What is expected:
Find every line in the material below that contains the word "crown" and copy each of those lines out in full.

The data:
-- BEGIN --

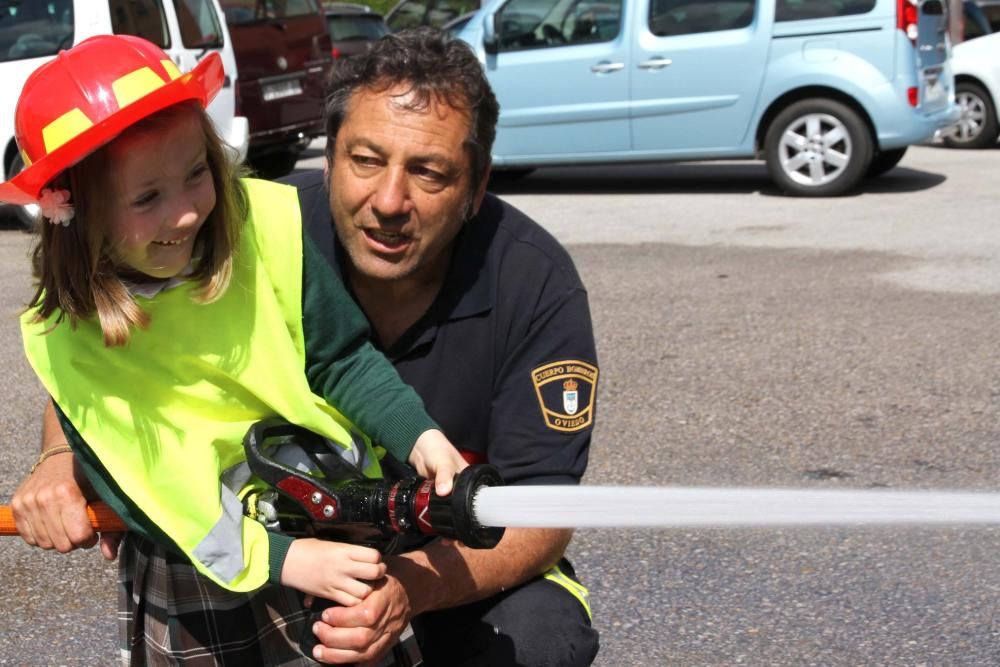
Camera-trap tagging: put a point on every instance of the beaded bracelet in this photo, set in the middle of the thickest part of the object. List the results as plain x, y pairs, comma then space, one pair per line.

-- END --
-- BEGIN --

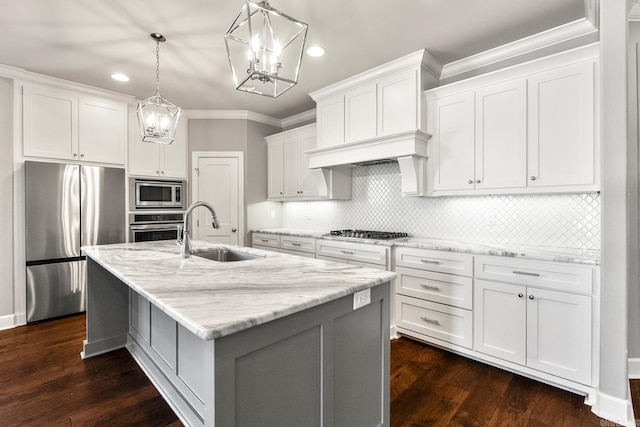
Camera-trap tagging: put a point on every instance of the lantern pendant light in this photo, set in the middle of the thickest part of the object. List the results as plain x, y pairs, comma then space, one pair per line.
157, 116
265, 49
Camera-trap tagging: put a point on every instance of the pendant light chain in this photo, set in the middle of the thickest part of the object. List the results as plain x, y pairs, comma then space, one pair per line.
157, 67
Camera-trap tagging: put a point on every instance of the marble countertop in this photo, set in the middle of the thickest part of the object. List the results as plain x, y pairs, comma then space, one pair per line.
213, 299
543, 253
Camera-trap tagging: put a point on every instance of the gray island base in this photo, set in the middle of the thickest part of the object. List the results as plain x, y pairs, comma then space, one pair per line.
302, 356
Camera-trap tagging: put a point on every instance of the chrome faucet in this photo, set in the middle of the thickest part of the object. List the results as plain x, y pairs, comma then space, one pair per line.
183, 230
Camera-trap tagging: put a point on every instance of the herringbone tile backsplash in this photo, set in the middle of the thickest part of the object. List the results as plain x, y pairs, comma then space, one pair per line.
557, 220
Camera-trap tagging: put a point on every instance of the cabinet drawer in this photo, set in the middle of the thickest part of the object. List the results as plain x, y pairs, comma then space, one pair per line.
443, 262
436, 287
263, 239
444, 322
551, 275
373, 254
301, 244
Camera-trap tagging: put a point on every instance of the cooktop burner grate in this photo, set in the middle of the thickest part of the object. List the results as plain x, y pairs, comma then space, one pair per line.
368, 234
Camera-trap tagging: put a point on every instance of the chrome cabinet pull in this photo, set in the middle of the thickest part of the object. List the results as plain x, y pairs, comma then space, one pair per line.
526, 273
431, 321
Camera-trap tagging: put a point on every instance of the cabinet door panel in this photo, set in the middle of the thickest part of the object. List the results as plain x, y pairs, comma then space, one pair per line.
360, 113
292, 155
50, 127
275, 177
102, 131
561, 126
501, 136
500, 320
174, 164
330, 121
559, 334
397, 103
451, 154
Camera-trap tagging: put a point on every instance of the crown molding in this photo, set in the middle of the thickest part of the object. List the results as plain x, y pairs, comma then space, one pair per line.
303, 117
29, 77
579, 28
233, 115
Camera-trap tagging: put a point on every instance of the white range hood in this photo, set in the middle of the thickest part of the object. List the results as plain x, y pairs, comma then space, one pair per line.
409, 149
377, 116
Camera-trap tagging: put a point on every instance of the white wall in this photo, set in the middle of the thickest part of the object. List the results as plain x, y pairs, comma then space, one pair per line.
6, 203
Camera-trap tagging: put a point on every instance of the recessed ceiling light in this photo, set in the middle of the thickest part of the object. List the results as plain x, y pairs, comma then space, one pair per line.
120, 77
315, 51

-- END --

Answer:
Camera-trap tagging: put a point on every instance of the crown molding in this photo, set in the middle of the thickest part of the object. List the results as plain x, y pairs, comma then space, one pair per line.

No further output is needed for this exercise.